Carbon dioxide stimulates peroxynitrite-mediated nitration of tyrosine residues and inhibits oxidation of methionine residues of glutamine synthetase: both modifications mimic effects of adenylylation.

The activity of glutamine synthetase (EC 6.3.1.2) from Escherichia coli is regulated by the cyclic adenylylation and deadenylylation of Tyr-397 in each of the enzyme's 12 identical subunits. The nitration of Tyr-397 or of the nearby Tyr-326 by peroxynitrite can convert the unadenylylated enzyme to a form exhibiting regulatory characteristics similar to the form obtained by adenylylation. The adenylylated conformation can also be elicited by the oxidation of surface-exposed methionine residues to methionine sulfoxide. However, the nitration of tyrosine residues and the oxidation of methionine residues are oppositely directed by the presence and absence of CO2. At physiological concentrations of CO2, pH 7.4, nitration occurs but oxidation of methionine residues is inhibited. Conversely, in the absence of CO2 methionine oxidation is stimulated and nitration of tyrosine is prevented. It was further established that adenylylation of Tyr-397 precludes its nitration by peroxynitrite. Furthermore, nitration of Tyr-326 together with either nitration or adenylylation of Tyr-397 leads to inactivation of the enzyme. These results demonstrate that CO2 can alter the course of peroxynitrite-dependent reactions and serve notice that (i) the reactions have physiological significance only if they are shown to occur at physiological concentrations of CO2 and physiological pH; and (ii) the peroxynitrite-dependent nitration of tyrosine residues or the oxidation of methionine residues of metabolically regulated proteins can seriously compromise their biological function.

> [PROVIDED DATA]
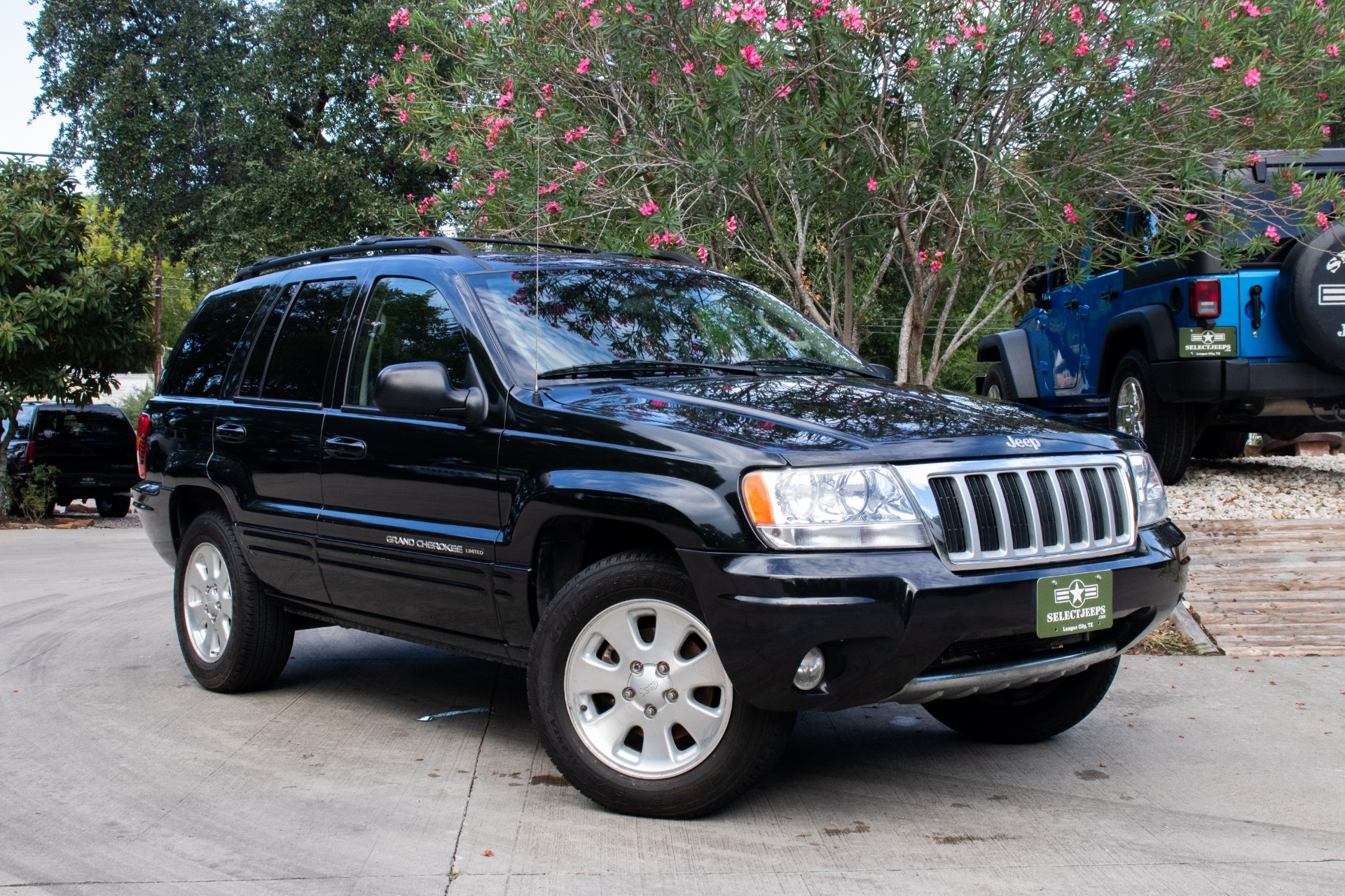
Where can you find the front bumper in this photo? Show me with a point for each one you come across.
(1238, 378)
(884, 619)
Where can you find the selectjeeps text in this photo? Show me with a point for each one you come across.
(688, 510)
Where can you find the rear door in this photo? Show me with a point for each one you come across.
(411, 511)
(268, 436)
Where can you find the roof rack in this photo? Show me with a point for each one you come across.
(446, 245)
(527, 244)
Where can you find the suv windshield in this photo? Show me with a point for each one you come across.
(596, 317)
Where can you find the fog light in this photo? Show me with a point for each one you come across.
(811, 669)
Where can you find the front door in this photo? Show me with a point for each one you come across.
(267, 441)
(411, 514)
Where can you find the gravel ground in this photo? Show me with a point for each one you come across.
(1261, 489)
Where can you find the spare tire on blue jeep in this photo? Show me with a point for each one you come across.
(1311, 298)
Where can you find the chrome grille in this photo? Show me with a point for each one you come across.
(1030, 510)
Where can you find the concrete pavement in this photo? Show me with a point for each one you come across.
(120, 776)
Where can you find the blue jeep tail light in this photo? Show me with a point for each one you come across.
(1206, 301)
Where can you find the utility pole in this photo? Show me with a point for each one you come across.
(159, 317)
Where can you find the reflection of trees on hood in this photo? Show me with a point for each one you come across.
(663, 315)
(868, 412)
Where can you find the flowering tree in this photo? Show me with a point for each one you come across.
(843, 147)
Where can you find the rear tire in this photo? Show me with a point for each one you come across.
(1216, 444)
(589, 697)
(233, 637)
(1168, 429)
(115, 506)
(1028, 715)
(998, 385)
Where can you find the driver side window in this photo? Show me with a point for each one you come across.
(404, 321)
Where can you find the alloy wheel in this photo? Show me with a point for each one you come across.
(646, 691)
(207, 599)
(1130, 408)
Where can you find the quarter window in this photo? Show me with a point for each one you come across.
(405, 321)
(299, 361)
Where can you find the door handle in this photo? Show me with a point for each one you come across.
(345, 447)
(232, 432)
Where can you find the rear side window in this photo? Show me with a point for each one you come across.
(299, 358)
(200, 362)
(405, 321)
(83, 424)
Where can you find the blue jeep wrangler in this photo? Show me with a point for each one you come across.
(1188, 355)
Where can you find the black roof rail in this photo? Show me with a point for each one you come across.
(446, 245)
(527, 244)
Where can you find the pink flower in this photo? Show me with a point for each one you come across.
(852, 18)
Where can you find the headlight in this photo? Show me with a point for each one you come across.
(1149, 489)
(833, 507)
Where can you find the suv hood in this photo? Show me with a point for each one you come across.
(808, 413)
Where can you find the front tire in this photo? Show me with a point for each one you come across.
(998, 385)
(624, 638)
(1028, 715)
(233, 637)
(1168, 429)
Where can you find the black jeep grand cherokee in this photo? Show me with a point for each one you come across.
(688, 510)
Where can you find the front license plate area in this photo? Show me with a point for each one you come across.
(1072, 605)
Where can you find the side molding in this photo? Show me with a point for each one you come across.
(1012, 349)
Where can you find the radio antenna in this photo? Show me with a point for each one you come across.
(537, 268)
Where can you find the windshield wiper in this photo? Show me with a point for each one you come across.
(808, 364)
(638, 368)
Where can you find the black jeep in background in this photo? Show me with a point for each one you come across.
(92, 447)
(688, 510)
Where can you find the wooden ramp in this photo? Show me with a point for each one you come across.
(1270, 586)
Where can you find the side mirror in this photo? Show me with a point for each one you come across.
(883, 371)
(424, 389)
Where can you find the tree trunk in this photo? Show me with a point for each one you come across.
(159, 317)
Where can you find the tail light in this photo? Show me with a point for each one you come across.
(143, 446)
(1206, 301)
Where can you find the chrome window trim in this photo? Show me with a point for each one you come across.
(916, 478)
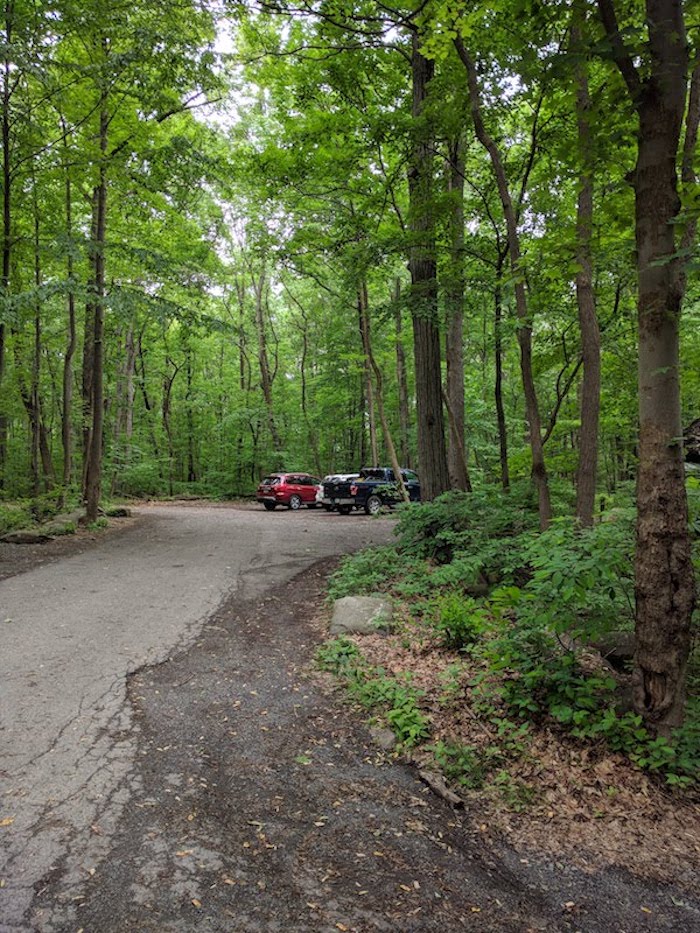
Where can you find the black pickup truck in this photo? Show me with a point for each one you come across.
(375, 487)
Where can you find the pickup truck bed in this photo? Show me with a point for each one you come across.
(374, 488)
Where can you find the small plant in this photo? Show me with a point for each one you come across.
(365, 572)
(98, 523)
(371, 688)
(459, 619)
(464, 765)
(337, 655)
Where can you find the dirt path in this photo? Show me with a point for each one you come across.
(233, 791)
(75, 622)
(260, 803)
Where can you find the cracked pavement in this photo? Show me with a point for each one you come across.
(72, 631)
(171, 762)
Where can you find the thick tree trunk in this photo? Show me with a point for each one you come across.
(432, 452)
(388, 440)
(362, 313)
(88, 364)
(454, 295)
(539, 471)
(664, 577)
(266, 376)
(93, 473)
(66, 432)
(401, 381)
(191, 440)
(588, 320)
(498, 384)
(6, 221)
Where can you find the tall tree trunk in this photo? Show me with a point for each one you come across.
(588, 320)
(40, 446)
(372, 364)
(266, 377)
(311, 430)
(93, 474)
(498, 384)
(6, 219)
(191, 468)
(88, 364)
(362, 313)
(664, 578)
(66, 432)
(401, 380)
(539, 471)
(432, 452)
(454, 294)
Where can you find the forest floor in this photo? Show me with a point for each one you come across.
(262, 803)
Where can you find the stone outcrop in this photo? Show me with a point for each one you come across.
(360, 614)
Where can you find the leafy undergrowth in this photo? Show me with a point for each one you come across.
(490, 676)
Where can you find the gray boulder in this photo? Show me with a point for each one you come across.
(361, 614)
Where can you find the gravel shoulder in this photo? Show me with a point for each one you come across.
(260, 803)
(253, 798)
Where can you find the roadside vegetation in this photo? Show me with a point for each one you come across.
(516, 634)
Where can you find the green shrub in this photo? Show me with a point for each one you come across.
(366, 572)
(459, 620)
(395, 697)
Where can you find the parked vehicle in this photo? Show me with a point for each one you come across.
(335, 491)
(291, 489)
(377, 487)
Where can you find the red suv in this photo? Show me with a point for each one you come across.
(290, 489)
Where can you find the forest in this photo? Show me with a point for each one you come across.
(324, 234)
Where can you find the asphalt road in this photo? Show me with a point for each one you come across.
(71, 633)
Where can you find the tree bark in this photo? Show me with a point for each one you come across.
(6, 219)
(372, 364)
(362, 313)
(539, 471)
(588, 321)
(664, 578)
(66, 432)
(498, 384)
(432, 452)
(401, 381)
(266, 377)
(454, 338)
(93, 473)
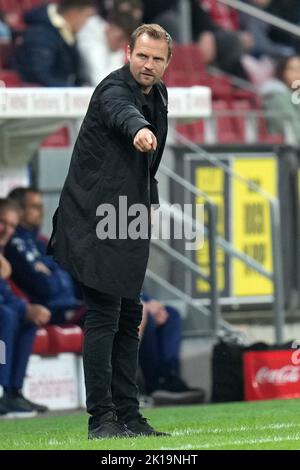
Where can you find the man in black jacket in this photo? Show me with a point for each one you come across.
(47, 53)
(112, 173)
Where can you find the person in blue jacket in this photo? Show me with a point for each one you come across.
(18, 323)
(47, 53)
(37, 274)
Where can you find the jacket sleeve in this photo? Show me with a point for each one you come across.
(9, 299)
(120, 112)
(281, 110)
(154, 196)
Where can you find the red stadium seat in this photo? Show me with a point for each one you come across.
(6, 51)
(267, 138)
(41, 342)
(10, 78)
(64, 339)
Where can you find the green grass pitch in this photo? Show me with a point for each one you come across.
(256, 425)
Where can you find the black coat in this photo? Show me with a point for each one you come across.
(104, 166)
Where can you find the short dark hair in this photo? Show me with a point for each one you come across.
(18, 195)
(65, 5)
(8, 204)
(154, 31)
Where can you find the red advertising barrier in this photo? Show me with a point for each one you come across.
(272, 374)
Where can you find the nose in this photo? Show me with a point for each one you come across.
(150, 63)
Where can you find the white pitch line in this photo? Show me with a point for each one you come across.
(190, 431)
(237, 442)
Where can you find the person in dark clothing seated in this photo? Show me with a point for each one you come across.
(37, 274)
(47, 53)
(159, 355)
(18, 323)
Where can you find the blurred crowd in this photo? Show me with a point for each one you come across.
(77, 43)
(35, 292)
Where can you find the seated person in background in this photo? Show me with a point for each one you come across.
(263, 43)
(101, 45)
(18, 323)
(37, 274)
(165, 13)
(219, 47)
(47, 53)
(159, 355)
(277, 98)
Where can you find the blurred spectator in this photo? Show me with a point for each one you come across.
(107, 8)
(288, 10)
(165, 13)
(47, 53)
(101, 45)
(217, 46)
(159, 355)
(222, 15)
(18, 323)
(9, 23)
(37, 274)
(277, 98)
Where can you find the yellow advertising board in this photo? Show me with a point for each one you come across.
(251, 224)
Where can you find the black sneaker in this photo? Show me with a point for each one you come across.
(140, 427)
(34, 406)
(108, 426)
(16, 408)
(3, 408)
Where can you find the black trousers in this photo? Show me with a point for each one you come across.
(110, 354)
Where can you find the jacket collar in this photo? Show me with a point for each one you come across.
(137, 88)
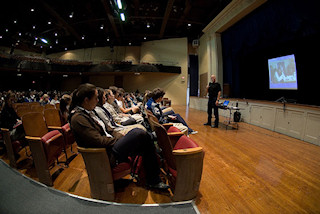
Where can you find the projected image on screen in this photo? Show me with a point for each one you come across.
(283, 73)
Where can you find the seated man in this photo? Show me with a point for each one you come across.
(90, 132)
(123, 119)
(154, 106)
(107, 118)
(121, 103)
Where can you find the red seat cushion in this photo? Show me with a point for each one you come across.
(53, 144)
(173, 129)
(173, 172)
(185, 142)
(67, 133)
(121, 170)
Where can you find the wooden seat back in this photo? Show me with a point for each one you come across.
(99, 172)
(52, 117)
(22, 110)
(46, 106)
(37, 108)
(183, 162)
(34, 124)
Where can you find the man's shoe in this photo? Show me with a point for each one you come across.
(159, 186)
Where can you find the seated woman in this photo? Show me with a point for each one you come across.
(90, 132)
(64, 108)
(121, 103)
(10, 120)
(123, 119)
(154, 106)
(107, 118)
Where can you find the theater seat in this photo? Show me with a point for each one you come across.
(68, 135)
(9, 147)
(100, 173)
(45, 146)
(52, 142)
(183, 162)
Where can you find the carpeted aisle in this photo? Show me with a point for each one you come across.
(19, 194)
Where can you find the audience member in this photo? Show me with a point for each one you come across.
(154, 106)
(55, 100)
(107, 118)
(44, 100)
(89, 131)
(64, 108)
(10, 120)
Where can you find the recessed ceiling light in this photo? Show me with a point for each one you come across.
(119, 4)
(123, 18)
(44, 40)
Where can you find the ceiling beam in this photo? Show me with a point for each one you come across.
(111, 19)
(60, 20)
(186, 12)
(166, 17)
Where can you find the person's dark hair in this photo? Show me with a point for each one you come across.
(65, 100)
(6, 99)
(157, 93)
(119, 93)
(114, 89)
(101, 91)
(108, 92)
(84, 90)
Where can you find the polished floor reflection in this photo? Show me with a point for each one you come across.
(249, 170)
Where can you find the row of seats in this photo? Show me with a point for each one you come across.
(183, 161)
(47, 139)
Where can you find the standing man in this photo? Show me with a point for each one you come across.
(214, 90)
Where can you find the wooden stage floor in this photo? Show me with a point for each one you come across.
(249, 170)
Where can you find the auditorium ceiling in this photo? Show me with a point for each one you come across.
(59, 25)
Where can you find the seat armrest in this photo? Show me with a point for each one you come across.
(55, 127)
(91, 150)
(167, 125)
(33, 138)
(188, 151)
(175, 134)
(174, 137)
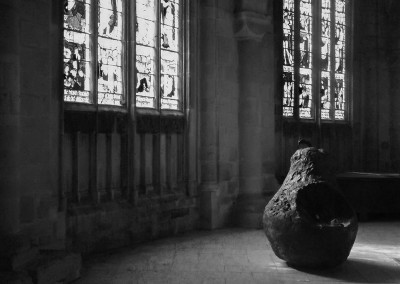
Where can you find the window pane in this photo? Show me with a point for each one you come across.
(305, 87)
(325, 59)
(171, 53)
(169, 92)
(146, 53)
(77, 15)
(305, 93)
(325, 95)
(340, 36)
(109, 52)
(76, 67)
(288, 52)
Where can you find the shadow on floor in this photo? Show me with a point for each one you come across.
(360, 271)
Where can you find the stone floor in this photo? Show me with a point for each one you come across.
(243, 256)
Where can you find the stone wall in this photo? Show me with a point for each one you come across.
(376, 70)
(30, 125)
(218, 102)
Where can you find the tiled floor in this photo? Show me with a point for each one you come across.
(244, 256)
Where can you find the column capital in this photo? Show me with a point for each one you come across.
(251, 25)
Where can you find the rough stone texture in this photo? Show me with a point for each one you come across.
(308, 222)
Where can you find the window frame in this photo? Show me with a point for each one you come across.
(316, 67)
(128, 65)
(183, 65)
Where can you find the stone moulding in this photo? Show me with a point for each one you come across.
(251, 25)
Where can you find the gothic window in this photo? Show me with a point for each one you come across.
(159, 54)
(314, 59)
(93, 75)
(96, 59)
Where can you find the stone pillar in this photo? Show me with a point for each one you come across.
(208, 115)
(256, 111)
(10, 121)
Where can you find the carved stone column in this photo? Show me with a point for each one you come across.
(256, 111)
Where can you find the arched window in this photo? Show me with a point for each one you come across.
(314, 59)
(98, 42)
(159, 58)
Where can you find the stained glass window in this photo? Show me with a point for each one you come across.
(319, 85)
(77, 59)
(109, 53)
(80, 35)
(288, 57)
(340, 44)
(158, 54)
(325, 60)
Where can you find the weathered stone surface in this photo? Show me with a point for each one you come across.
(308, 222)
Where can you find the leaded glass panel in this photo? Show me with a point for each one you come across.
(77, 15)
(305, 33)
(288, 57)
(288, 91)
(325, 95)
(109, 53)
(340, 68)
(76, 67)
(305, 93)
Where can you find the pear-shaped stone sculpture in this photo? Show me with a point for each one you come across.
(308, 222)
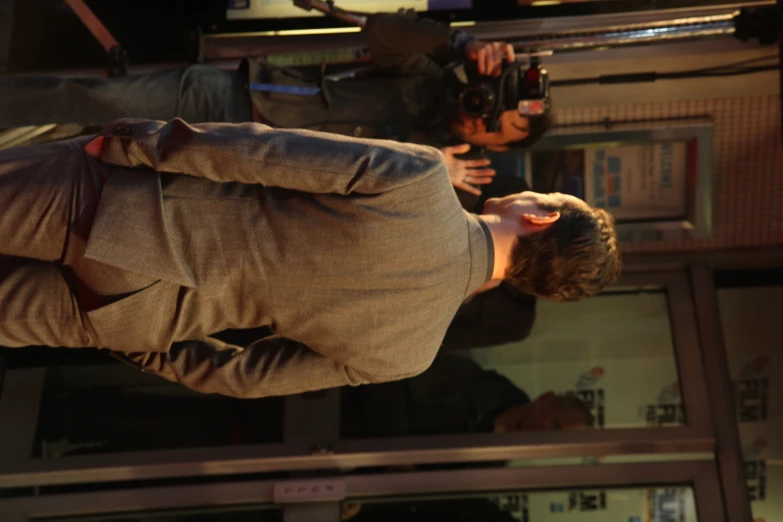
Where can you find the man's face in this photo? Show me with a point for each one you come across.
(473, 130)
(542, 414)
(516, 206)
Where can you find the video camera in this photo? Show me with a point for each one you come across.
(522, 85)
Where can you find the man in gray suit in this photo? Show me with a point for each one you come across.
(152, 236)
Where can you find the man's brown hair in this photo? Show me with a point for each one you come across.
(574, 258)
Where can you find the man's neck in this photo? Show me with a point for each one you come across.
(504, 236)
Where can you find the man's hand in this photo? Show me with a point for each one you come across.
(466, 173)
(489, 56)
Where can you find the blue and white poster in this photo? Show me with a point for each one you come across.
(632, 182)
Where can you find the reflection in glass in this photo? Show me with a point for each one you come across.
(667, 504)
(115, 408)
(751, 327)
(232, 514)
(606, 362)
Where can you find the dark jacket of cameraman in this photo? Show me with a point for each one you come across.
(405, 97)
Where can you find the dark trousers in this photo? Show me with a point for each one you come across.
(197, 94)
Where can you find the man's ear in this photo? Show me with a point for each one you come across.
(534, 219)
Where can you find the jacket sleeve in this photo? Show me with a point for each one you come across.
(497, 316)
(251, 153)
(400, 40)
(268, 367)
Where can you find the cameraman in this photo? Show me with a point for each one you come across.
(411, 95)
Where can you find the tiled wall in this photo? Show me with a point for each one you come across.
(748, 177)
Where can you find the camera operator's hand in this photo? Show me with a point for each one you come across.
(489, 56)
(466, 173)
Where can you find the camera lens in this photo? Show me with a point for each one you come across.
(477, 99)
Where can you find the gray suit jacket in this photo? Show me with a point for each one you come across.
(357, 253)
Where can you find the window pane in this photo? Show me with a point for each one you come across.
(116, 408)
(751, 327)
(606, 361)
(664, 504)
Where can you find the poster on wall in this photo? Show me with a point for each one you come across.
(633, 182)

> [PROBLEM 1]
Write out the part of the glutamine synthetase text that opens with the words containing "Carbon dioxide stimulates" and closes with "effects of adenylylation.".
> [PROBLEM 2]
Decide whether each statement agrees with the glutamine synthetase text, answering yes or no and quoting the deciding words: (a) Without CO2, nitration of tyrosine is prevented. (b) Adenylylation of Tyr-397 makes that residue easier for peroxynitrite to nitrate. (c) The enzyme has 12 identical subunits.

> [ANSWER SECTION 1]
Carbon dioxide stimulates peroxynitrite-mediated nitration of tyrosine residues and inhibits oxidation of methionine residues of glutamine synthetase: both modifications mimic effects of adenylylation.

> [ANSWER SECTION 2]
(a) Yes: "in the absence of CO2 methionine oxidation is stimulated and nitration of tyrosine is prevented"
(b) No: "adenylylation of Tyr-397 precludes its nitration by peroxynitrite"
(c) Yes: "each of the enzyme's 12 identical subunits"